## REQUEST:
Provide the records once more, identical to the original.

## Pointing dataset records:
+++
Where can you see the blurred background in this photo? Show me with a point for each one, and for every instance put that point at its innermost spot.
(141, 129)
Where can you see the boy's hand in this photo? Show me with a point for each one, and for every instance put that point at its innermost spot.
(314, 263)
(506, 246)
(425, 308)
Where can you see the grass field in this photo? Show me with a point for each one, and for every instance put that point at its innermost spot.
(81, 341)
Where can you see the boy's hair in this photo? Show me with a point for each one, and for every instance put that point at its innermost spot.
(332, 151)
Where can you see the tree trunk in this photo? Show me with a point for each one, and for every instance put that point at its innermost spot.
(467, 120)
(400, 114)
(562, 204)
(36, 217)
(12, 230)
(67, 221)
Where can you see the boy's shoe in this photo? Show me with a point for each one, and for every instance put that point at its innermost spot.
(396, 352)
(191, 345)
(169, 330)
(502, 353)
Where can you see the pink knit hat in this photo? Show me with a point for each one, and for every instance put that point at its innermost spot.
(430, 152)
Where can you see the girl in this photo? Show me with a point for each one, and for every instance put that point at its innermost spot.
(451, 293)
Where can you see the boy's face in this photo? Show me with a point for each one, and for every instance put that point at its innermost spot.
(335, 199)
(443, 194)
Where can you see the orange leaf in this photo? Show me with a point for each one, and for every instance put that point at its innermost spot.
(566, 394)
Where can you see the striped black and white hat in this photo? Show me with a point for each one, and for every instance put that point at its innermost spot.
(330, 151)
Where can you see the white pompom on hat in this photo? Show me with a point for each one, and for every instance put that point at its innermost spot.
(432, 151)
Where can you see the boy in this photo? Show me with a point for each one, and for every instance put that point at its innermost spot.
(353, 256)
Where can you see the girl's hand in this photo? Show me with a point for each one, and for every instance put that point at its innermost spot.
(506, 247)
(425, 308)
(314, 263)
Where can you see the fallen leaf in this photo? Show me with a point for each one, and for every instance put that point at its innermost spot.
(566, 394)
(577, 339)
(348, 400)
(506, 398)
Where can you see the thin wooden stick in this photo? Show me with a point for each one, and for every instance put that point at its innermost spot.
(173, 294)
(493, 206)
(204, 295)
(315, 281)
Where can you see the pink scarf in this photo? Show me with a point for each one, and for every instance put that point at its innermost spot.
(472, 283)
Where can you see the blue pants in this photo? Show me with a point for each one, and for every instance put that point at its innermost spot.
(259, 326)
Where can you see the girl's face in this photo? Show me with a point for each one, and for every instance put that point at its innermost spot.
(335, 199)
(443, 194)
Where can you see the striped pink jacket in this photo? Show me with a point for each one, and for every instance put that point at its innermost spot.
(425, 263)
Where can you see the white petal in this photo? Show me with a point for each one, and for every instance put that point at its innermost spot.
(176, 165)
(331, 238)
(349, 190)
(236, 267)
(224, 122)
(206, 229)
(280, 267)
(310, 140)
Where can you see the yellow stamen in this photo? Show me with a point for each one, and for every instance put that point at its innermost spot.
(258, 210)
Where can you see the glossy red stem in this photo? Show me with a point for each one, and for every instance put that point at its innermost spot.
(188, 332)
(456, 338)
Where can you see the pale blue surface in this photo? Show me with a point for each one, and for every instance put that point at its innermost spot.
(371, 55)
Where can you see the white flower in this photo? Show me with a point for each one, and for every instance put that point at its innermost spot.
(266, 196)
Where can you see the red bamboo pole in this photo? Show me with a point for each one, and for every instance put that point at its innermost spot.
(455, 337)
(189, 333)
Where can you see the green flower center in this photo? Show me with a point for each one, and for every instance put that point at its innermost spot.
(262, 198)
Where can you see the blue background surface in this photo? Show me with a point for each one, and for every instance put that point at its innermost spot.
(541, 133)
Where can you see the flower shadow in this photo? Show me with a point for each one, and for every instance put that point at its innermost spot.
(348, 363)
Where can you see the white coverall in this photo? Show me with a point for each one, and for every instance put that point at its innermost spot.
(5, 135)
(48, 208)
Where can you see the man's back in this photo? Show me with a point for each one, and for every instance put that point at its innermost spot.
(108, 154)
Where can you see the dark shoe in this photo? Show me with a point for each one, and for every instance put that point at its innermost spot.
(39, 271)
+++
## OUTPUT:
Where can you see the blurred background in this photo? Show me with a point for each one, and for every instance put that point at its innermost spot.
(141, 129)
Where can you see the boy's hand in this photo? Show me with a point for each one, and for every instance put that point at its innermost spot.
(314, 263)
(506, 246)
(425, 308)
Where can you see the grass field in this photo? Show me with a point for each one, and for every instance put that point at its innermost spot.
(81, 341)
Where can you see the boy's hair in this photo? Show me with a point for each one, and for every instance put that point at its innermost spot.
(332, 151)
Where can you see the tree trunk in this photo? Show me with a point for each one, and for every instance put that point at its innermost spot.
(467, 120)
(400, 114)
(562, 204)
(36, 217)
(12, 230)
(67, 221)
Where can you see the boy's shoe in this photo? Show me with a point for each one, and for every instance put that point at its innermost spot.
(396, 352)
(191, 345)
(169, 330)
(502, 353)
Where can you see the pink knit hat in this photo? Show me with a point for each one, and for every instance put that point at its innermost spot.
(430, 152)
Where can you see the girl in this photo? Show me with a point for each one, and for every instance put that point at its innermost spot.
(451, 293)
Where can you see the boy's face in this photo? Show me with a point for each one, and for every instance put that point at its innermost spot.
(335, 199)
(443, 194)
Where can you see the orange leaf in this photo? Show me with a point for each one, and for every instance put that point at its innermost spot.
(566, 394)
Where can you see the striped black and white hat in this photo? Show me with a point for each one, and for every instance put that point at its innermost spot.
(330, 151)
Where can you see the white pompom on hat in this photo? Show me with a point for each one, and for every instance put that point at its innermost spot.
(432, 151)
Where can you see the boy in this photo? Show me with a point for each one, and for every instance put that point at its innermost spot.
(353, 256)
Where can you see the girl's hand in this photo? Show me with a point for each one, and for every instance put that point at its innermost spot.
(506, 247)
(425, 308)
(314, 263)
Where can you see the fallen leaf in this photo? Show me with a point for each one, and for every instance put that point at its innermost spot.
(566, 394)
(577, 339)
(348, 400)
(506, 398)
Where can you see the thin wooden stick in this photo? Show me with a point for each one, and for every instance put that point at its innermost spot.
(173, 294)
(493, 206)
(204, 295)
(315, 281)
Where can you see the pink scarf in this photo? Show me with a point for each one, and for every instance put that point at its innermost spot.
(472, 283)
Where can you see the blue pants in this photo? Show me with a point for each one, and for every instance put that point at its innermost spot.
(259, 326)
Where can you see the girl's face in this photo? Show me with a point for each one, and for every instance put that point at its innermost spot.
(335, 199)
(443, 194)
Where can you see the striped pink jacket in this photo? Show me with a point for each one, and for every instance put that point at its innermost spot.
(425, 263)
Where can you see the white petal in this photo? Show me with a point for each one, and for every instance put that point at its innermost spot.
(176, 165)
(331, 238)
(349, 190)
(236, 267)
(224, 122)
(206, 229)
(280, 267)
(310, 140)
Where can you see the yellow stamen in this photo? Show me with a point for each one, and for every instance put that point at its innermost spot.
(258, 210)
Where can you see the glossy red stem in this photo? Show me with a point for each one, and for every instance put that point at its innermost spot.
(188, 332)
(456, 338)
Where can you see the pale blue surface in this photo? Show me with a point for each one, and for every instance put that point at its innermost spot.
(371, 55)
Where can you see the white flower in this photo? Show me with a point for each one, and for every instance put that point at its innermost spot.
(266, 196)
Where can you see the red bamboo pole in this photo? Show me with a point for each one, and for every instance put that point at its innermost spot.
(455, 337)
(189, 333)
Where can you see the green flower center in this photo? Show me with a point for each one, and for every instance put that point at its innermost spot.
(262, 198)
Where can you see the blue background surface in this photo? Show me with a point for each one, and for every instance put that point at its innermost spot.
(541, 133)
Where can you see the flower shadow in this photo? Show me with a point for each one, and for every instance put that point at its innermost spot.
(348, 363)
Where can you see the white coverall in this photo? Show me with a point for each one, and for every instance put that point at its innermost spot.
(5, 135)
(48, 208)
Where can you see the man's back in this photo? Show me with a point for each one, and for every instance put that point at its innermost spot.
(108, 154)
Where can you see the dark shoe in this photo? Show me with a point for each one, and for every instance put that point at its innermost spot.
(39, 271)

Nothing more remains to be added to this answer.